▶ _WHAT THE TASK ASKS_
From the thread on stored batteries, please put this sentence into Spanish: "I found more than a dozen had corroded inside the factory packaging."

:: GIVEN PASSAGE ::

# Check Your Battery Stores



## GaryS (Nov 15, 2011)

We're in the midst of moving into a new house, so as I packed things away, I visually checked all the dry cell batteries we have in storage. Most are around two-three years old, but some were purchased within the past year. I found more than a dozen had corroded inside the factory packaging. Some multiple packs had more than one battery leaking, so all in the pack are probably bad. If so, as many as 100 batteries could be bad.

I have no idea when each was purchased as I didn't check the package dates when they went into storage, so some packs may not have been fresh when I got them. At the price of multiple packs, you can bet I will be checking from now on!

FWIW, most of the bad ones were Rayovac, but a couple were other major brands. All sizes were affected.


----------



## db2469 (Jun 11, 2012)

The Duracell Durolock batts sound good to me and I've bought a lot...the Ds have a guaranteed shelf life of 10 years, the AAs 7...price is better on Amazon than I found at Walmart...


----------



## Viking (Mar 16, 2009)

db2469 said:


> The Duracell Durolock batts sound good to me and I've bought a lot...the Ds have a guaranteed shelf life of 10 years, the AAs 7...price is better on Amazon than I found at Walmart...


 The only batteries that I have ever had good results storing over long periods of time are Duracell and Panasonic brands. As much as the Energizer Bunny has pimped Eveready batteries I just have not had them last very long and many within the use by date have leaked in my flashlights and radios. The best prices for Duracell batteries has been from Costco, I haven't tried their Kirkland brand batteries but it may be that they are made by Duracell.


----------



## Justaguy987 (Mar 2, 2013)

Viking said:


> The best prices for Duracell batteries has been from Costco, I haven't tried their Kirkland brand batteries but it may be that they are made by Duracell.


Not sure who makes them, but they do not last nearly as long as Duracell. We tried them then went back to Duracell. Now we use eneloop rechargeable in everything I can think of.


----------



## LincTex (Apr 1, 2011)

GaryS said:


> FWIW, most of the bad ones were Rayovac,.


The same brand our company supplies us to run our flashlights and test equipment. Total garbage, they leak all the time!!!


----------



## musketjim (Dec 7, 2011)

I use primarily Li-Ion batteries because of their cold weather function. Love them in all my headlamps and outdoor cameras, wish they came in D and C sizes. I use whatever brand is cheapest for my video game controllers and remotes. Between Grandkids and me we chew up some AA's in our Wi controllers.

:::
:: DATA BLOCK ::

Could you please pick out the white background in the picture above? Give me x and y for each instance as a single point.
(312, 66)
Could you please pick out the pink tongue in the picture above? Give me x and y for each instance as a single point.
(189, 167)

:::

▶ _EXPECTED ANSWER_
Encontré que más de una docena se habían corroído dentro del empaque de fábrica.